Count the lines in the data below that contain the string "cyclist", treating uppercase and lowercase letters as different, and give only the number.

Pointing records
+++++
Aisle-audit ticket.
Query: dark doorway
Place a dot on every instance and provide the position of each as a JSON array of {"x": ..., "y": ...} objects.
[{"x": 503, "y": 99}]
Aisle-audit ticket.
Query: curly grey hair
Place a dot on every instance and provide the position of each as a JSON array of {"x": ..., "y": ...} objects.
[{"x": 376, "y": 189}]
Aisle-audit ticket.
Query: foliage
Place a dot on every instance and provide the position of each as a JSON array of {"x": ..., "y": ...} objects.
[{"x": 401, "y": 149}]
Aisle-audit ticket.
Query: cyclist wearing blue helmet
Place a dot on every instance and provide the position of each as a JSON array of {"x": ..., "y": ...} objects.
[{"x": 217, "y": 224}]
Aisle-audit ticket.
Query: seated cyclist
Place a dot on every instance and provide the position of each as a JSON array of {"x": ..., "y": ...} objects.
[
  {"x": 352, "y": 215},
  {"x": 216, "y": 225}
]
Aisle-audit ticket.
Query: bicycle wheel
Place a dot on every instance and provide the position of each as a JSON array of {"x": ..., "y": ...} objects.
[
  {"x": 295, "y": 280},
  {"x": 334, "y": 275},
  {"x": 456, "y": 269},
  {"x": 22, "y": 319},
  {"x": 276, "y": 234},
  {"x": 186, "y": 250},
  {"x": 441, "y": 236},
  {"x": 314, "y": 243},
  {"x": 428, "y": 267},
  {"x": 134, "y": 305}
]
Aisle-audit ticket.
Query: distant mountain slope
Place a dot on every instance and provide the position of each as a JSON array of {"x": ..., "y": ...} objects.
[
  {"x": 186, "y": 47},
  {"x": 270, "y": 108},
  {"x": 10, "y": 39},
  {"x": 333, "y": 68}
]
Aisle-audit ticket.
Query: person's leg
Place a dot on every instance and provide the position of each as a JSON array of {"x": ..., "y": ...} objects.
+++++
Output for this task:
2